- _Required action 1_
Reproduce the passage of the notes on superbugs from "The Future of Health?" up to and including "and Arrieta 104).".
- _Required action 2_
In one to three sentences, explain why the notes on superbugs call it troubling that antibiotic use peaks during influenza virus infections.
- _Required action 3_
Go on with the notes on superbugs from the point where they stop.

- _Excerpt provided_

Segment Open

The Future of Health?

Thesis: 

  • “Unfortunately, bacteria are smart and hearty. If you are a microbe that has been bombarded by these drugs, what would you do? Like all living organisms, you would evolve. What has emerged from this evolution are bacteria called “superbugs,” which are resistant to most if not all antibiotics that we have today” (Finlay and Arrieta 104).
  • Is it there because it tells the readers what they are going to be reading about and what the main issue that he is targeting

Audience:

  • The audience is mainly towards the general public, but also towards doctors/pharmaceutical companies, and farmers
  • He wants them to understand the crisis of the superbugs that are arising due to the negligence of pharmaceuticals and farmers use of antibiotics. He also wants the general public to understand the risk they are at for what could happen if a superbug infects them.

Logos:

  • His facts hits the points of every topic he brings up which supports everything he is claiming. His tone is relatively calm and sophisticated, but strong enough to show he is passionate about what he is trying to get across. 
  • “Recent research has demonstrated that the microbiome is essential for human development, immunity, and nutrition. Gilbert and Knight specifically note that ‘“There are at least one hundred microbial genes for every human gene, and they are responsible for many of the biochemical activities associated with your body, ranging \ from digesting carbohydrates in your food to making some of your vitamins”’ (8).
  • “Over the past several decades, antibiotics have been indiscriminately prescribed and misused. Finlay and Arrieta note that ‘“Between the years 200 and 2010 alone there was a 36 percent increase in the use of antibiotics worldwide …. One troubling thing about these numbers is that the use of antibiotics peaks during influenza virus infections, even though they are not effective against viral infections”’ (7). Other researchers have confirmed that many antibiotic prescriptions in the United States are being prescribed for all types of illnesses such as viral infections (e.g. flus and colds), which cannot be treated with antibiotics” (Finlay and Arrieta).

Segment Closed

(Stored records)
Segment Open

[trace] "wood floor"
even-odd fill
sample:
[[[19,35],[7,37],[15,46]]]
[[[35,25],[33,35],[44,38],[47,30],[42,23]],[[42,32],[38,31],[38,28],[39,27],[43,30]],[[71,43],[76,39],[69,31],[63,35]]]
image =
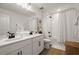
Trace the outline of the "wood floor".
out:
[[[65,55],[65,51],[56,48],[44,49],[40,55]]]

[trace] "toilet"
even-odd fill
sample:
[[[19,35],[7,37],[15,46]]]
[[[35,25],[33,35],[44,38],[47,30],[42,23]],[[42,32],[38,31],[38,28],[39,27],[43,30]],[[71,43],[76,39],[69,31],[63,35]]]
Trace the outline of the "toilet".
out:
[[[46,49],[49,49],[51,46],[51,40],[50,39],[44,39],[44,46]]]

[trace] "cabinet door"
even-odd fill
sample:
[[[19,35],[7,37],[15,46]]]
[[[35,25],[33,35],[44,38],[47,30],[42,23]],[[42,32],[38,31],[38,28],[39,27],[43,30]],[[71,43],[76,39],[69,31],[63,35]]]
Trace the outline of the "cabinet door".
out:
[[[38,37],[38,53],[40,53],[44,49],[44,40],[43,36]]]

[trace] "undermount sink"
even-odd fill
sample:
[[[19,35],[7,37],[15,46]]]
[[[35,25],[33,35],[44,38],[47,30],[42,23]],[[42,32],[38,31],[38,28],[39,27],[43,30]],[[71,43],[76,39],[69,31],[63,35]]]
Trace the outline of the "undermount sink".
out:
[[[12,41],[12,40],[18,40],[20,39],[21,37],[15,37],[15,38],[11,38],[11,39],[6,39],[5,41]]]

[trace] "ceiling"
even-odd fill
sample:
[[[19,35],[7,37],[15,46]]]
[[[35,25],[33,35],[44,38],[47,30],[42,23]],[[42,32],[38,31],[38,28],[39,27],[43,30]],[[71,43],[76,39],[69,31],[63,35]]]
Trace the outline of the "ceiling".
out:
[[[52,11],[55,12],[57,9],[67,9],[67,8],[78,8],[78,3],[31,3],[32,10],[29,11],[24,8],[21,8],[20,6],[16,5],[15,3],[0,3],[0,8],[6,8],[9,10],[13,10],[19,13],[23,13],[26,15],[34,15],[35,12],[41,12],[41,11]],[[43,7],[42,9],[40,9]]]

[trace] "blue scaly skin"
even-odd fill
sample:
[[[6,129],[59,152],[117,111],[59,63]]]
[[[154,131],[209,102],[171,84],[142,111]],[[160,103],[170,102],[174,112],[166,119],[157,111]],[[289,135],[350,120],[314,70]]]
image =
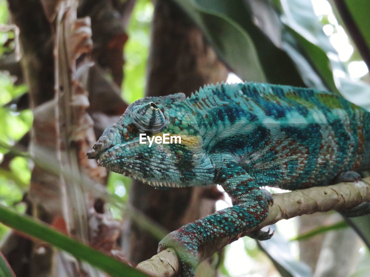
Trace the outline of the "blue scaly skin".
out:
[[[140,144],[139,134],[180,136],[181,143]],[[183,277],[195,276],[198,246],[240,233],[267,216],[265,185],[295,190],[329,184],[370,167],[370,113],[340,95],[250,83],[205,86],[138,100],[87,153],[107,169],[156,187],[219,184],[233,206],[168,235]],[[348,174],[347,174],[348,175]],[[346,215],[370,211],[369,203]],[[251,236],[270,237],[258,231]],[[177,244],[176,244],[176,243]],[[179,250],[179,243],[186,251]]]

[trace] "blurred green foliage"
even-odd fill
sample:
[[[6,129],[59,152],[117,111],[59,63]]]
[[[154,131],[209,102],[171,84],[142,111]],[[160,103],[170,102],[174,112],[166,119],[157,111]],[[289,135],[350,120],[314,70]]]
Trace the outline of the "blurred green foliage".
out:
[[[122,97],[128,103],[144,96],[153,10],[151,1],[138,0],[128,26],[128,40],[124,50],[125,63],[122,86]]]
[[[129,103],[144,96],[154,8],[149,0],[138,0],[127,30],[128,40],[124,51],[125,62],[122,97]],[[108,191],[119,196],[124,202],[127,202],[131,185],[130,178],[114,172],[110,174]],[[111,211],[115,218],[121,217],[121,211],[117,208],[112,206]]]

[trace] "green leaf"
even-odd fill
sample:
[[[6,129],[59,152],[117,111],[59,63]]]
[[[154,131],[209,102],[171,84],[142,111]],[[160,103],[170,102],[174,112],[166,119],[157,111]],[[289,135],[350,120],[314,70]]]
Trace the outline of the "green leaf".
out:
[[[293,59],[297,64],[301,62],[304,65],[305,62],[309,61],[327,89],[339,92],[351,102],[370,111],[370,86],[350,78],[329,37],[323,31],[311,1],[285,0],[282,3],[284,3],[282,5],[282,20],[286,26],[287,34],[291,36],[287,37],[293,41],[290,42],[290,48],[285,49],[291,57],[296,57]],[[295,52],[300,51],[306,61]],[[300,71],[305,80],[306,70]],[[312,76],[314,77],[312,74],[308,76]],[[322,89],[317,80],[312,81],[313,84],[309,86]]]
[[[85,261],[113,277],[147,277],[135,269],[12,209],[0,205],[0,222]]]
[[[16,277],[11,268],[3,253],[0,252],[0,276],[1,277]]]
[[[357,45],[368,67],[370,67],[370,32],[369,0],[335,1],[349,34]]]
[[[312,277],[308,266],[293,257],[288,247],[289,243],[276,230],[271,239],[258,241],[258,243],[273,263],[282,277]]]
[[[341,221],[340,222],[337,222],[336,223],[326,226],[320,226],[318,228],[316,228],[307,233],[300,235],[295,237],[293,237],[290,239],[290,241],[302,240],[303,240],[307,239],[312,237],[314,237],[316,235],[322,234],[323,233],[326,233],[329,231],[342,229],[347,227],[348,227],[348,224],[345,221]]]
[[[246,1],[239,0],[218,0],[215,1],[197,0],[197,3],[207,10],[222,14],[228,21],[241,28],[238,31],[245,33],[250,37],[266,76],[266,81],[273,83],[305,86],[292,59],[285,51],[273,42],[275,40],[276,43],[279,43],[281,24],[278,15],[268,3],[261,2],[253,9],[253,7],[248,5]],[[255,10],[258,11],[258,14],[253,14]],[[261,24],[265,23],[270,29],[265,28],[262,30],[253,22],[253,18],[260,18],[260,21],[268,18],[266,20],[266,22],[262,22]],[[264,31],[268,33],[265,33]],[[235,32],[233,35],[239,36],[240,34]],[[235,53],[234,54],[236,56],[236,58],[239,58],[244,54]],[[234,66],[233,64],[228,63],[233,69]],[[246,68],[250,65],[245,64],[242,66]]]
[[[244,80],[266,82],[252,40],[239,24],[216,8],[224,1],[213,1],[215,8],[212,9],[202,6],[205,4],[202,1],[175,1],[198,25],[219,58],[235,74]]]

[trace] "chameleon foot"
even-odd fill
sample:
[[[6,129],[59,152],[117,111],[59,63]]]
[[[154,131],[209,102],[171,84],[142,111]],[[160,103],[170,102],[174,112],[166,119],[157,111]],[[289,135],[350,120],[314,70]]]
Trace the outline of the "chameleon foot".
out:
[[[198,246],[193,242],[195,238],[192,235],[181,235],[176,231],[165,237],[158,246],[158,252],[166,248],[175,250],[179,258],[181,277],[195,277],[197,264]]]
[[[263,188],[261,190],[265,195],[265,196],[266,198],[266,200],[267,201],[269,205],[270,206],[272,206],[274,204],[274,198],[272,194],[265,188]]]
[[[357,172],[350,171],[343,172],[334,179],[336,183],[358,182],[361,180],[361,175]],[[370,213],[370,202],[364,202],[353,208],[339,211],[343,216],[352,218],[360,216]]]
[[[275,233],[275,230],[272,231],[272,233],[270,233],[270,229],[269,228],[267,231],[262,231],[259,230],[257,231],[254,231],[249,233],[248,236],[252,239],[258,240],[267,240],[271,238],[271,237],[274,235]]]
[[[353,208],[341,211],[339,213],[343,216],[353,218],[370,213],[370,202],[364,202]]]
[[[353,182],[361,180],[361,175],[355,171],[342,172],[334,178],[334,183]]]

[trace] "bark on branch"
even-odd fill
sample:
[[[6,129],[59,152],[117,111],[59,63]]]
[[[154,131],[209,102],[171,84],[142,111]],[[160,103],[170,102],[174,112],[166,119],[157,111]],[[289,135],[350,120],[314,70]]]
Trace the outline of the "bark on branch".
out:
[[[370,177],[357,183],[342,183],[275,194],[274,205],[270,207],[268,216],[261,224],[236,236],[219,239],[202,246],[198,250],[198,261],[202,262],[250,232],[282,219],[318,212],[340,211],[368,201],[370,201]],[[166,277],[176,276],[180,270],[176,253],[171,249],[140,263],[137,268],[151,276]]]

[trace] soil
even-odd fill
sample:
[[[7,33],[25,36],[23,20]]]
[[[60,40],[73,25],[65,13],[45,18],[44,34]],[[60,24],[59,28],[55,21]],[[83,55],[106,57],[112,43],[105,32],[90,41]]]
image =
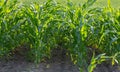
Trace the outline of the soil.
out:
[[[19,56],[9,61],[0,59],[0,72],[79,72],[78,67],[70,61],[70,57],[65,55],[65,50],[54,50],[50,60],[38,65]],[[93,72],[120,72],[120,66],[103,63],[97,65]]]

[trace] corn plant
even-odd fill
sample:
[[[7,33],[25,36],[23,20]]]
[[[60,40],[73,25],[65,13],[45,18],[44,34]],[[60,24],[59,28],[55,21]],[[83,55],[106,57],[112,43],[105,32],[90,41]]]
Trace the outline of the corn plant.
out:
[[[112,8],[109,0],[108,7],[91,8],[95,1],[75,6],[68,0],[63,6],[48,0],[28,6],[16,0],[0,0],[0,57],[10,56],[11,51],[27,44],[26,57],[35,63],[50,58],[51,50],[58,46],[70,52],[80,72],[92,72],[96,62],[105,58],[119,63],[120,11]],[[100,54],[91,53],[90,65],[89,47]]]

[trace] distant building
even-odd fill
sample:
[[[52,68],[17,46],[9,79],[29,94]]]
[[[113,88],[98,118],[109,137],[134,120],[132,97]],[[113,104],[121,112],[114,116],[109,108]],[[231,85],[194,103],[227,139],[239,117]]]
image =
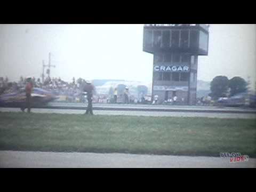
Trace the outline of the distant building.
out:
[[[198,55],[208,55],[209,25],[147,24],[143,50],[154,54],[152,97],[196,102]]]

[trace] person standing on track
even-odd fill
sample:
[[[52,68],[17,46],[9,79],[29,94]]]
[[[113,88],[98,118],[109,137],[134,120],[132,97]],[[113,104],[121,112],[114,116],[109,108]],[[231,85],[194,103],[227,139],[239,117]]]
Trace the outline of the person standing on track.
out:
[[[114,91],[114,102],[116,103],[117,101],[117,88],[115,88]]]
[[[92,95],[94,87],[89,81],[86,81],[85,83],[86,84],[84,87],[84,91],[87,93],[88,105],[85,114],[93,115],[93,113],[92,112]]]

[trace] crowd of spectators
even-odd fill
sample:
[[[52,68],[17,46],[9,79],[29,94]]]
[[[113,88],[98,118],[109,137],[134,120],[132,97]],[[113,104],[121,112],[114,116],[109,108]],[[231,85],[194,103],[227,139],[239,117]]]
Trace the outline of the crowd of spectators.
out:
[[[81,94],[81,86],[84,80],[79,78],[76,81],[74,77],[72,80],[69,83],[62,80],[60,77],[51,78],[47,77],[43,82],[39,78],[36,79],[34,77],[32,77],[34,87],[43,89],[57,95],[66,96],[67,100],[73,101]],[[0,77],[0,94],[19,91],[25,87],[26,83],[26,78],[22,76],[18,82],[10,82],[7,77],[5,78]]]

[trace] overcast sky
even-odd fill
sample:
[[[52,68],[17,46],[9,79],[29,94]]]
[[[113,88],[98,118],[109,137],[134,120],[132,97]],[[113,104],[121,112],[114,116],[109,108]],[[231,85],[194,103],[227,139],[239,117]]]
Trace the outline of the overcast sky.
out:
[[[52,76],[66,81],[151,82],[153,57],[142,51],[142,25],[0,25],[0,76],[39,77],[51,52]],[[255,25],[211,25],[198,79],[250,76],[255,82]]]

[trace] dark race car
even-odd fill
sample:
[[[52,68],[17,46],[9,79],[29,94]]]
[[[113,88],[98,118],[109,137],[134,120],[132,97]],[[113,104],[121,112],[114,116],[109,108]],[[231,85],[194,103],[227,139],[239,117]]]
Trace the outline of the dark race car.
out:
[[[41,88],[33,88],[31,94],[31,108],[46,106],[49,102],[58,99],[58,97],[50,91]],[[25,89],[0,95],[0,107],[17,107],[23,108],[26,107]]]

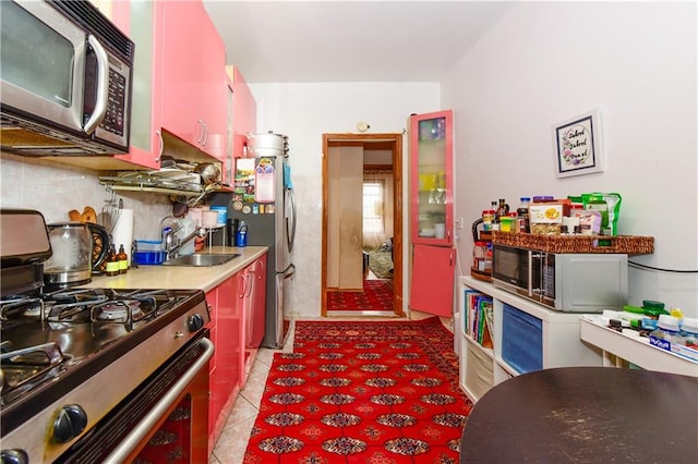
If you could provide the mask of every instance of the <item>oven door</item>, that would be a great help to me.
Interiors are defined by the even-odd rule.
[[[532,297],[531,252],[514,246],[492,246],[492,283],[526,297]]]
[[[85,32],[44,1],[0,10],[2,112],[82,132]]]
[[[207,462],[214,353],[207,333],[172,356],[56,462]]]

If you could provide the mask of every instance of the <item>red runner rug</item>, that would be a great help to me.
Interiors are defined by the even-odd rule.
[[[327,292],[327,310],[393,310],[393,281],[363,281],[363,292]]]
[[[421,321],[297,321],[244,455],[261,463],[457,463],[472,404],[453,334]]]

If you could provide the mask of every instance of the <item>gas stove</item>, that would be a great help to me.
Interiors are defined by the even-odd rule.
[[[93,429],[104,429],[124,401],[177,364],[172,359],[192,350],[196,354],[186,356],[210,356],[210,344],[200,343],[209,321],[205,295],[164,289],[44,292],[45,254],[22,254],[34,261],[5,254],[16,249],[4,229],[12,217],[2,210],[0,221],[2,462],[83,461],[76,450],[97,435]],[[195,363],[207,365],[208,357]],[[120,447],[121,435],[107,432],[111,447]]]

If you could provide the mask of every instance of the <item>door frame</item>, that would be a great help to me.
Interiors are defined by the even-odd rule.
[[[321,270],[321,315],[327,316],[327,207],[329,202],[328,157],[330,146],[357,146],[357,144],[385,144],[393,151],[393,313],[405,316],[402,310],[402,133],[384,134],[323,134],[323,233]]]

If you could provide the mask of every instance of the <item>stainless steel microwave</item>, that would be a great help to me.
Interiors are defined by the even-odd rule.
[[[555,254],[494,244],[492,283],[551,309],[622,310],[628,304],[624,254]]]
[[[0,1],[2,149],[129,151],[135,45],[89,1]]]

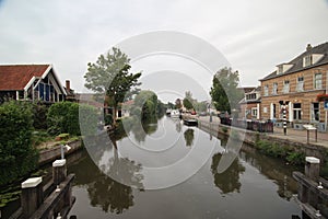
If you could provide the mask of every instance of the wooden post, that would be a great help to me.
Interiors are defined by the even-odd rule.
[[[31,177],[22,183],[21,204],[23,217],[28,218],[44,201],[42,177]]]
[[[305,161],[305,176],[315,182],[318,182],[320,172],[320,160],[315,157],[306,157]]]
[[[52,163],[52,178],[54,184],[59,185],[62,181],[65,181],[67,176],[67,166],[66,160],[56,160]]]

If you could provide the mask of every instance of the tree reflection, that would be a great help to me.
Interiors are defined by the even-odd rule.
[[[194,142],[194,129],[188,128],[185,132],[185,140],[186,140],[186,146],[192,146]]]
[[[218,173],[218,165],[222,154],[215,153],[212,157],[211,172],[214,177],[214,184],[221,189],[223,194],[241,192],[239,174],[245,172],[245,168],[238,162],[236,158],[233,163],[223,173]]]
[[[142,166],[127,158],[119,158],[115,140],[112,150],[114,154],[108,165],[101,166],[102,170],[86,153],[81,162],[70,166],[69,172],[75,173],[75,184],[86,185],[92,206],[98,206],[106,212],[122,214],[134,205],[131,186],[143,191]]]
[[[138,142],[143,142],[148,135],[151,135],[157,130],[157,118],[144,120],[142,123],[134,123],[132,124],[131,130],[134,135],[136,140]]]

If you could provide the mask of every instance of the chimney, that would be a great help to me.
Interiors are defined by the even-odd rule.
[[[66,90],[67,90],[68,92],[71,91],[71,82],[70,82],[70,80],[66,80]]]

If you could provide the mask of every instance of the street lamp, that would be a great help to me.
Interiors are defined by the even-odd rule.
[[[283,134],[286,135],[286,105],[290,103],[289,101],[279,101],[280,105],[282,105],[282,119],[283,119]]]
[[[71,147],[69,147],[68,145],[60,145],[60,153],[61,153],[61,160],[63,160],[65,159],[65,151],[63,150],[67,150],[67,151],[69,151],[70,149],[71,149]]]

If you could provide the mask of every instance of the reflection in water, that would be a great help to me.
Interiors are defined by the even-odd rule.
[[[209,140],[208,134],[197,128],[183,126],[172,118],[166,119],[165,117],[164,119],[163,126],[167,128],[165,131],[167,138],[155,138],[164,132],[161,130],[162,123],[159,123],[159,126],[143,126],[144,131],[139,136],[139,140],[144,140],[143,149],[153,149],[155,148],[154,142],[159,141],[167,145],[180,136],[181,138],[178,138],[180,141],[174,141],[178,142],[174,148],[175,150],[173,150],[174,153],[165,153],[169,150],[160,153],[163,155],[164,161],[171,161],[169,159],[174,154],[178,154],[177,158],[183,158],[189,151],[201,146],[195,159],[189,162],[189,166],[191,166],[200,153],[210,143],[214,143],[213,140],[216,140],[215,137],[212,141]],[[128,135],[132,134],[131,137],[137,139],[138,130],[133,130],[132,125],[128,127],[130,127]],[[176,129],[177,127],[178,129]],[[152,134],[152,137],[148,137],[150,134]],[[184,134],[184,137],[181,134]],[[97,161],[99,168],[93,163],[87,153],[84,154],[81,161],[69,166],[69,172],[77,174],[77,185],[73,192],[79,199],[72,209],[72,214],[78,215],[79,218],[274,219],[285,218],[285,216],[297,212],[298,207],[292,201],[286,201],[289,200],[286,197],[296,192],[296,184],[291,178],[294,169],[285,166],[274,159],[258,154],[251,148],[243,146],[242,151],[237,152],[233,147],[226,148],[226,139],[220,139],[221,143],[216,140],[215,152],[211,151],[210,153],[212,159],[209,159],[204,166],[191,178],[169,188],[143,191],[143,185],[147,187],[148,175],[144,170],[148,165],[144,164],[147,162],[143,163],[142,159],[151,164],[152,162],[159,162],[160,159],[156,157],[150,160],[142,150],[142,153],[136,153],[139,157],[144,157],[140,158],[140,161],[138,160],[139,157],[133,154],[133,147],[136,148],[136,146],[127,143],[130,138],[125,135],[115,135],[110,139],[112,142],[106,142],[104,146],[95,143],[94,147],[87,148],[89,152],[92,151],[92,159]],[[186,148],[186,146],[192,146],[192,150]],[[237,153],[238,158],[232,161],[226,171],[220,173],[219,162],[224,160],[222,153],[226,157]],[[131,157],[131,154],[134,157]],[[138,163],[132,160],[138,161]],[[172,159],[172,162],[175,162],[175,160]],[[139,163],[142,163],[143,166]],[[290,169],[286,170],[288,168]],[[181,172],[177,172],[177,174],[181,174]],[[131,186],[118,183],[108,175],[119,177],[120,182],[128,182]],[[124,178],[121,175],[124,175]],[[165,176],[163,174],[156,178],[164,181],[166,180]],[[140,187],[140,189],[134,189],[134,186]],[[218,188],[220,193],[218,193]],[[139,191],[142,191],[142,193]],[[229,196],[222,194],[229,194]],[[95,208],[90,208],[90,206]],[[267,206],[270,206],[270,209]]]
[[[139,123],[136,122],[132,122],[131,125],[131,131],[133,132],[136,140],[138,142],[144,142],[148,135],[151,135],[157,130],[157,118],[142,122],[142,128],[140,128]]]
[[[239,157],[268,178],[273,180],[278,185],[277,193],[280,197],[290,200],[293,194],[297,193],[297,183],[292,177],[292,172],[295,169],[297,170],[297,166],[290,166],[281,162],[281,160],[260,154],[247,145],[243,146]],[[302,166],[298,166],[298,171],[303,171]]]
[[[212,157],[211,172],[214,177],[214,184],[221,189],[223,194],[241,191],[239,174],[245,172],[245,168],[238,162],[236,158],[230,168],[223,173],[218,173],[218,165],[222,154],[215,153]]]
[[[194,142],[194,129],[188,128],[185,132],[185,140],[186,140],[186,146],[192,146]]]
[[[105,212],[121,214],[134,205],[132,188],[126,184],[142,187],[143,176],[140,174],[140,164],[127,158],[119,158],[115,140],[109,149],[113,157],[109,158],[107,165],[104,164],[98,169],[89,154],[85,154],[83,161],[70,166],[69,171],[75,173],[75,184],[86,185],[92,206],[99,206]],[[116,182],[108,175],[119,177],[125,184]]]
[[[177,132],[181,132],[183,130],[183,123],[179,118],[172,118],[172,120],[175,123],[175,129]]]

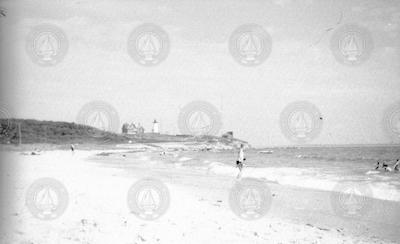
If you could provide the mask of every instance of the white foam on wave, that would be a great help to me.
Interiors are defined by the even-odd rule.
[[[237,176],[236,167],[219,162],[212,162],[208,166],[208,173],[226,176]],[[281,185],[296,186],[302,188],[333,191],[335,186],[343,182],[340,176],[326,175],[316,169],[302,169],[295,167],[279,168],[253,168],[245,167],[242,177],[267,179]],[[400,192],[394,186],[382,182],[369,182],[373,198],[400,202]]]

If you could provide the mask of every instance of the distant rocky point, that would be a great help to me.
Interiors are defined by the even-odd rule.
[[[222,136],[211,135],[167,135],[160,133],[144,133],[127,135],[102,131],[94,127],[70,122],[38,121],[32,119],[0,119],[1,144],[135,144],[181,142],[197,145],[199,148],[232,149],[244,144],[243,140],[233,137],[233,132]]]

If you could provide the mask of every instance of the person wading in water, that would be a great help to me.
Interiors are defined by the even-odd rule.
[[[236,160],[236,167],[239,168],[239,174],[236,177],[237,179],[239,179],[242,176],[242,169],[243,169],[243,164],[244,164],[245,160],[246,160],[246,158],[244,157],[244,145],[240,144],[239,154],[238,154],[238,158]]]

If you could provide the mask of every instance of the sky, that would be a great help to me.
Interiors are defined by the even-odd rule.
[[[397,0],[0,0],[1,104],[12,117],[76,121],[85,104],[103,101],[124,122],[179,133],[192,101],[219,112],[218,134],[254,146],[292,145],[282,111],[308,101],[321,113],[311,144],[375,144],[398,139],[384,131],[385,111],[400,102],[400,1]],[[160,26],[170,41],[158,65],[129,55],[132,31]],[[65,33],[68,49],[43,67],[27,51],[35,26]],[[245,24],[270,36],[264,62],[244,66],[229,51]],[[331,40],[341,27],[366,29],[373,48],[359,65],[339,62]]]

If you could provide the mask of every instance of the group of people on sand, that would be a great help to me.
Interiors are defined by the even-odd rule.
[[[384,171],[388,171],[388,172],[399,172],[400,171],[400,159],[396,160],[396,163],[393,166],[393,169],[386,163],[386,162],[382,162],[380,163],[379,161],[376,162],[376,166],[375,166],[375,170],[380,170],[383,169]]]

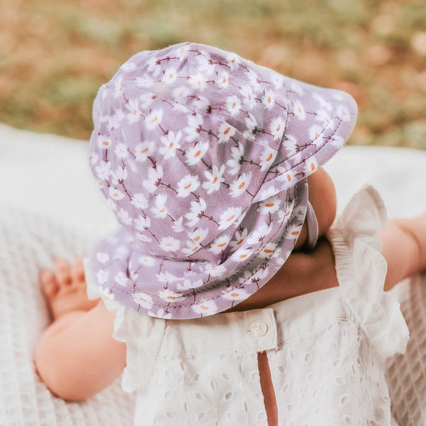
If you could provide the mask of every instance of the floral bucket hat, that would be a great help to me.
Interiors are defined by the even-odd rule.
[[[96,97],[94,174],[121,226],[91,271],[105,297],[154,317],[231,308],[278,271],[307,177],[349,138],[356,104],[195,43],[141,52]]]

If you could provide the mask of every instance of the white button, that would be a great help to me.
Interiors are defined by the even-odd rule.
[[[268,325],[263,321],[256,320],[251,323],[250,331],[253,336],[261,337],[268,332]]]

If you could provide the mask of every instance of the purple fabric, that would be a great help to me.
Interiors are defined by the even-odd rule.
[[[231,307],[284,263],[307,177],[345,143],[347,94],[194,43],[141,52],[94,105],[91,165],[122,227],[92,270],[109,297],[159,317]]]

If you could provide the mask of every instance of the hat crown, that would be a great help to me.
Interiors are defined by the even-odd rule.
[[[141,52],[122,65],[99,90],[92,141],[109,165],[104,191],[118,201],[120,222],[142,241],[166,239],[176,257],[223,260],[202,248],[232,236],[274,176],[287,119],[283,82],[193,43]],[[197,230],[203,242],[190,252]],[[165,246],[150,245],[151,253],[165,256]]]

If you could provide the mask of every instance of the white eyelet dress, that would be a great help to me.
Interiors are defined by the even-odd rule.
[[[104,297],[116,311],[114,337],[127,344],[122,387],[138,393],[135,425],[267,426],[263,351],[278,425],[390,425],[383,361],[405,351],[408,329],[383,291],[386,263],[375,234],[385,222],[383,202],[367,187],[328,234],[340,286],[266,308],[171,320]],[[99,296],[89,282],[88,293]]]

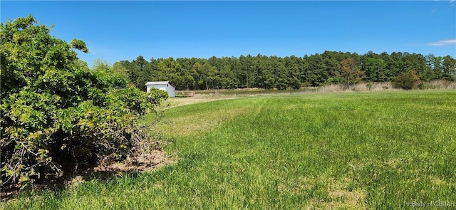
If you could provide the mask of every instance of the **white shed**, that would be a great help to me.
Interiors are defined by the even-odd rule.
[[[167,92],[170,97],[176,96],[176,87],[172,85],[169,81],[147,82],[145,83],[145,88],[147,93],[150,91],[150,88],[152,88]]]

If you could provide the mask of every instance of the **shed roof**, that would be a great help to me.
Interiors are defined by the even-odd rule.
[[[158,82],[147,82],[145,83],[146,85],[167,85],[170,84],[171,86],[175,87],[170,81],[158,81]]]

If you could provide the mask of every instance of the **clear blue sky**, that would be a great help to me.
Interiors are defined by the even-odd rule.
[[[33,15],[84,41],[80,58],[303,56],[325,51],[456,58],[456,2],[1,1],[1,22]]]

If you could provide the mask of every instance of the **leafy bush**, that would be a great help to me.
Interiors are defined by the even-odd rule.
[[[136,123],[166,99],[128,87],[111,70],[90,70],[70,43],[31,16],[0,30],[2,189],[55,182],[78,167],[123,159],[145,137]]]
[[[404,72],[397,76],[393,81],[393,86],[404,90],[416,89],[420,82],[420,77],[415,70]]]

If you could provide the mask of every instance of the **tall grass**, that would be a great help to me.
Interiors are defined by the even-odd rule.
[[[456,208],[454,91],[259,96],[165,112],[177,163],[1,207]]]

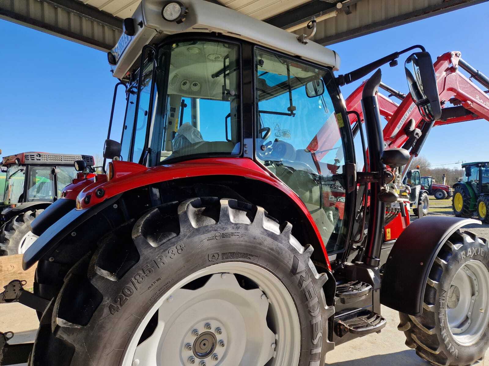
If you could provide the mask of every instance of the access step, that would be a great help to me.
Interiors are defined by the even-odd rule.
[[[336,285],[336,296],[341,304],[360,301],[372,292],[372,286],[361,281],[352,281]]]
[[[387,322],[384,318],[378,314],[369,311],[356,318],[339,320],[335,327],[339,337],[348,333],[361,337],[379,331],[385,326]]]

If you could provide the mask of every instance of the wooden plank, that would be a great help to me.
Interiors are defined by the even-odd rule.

Segment Closed

- _Your response 1_
The Future of Health?

Thesis: 

  • “Unfortunately, bacteria are smart and hearty. If you are a microbe that has been bombarded by these drugs, what would you do? Like all living organisms, you would evolve. What has emerged from this evolution are bacteria called “superbugs,” which are resistant to most if not all antibiotics that we have today” (Finlay and Arrieta 104).

- _Your response 2_
It is troubling because antibiotics are not effective against viral infections, so prescribing them during flu outbreaks is a misuse of the drugs.

- _Your response 3_
  • “A recent study published by the Journal of the American Medical Association analyzed two survey data sets collected by the Centers for Disease Control (Fleming-Dutra et al.). These two surveys collected information on the diagnosis and treatment for patient visits to two types of facilities.”
  • “In fact, about 70% of all antibiotics produced in the U.S. are given to livestock including chickens, pigs, cows, and pigs (Moyer).”
  • ‘Empirical evidence, like that for humans, has documented the relationship between the overuse of antibiotics in livestock populations and the emergence of superbugs.”

Ethos

  • The way he states who he is taking information from is credible. By using sources from government agencies, reporters, and his word choice in general when talking about these sources makes it sound credible, since it is. 
  • “Empirical evidence, like that for humans, has documented the relationship between the overuse of antibiotics in livestock populations and the emergence of superbugs.” 
  • “The U.S. Food and Drug Administration (FDA) did establish guidelines that discourage the use antibiotics in animal feed and/or water to promote growth, and these guidelines were implemented on January 1, 2017.”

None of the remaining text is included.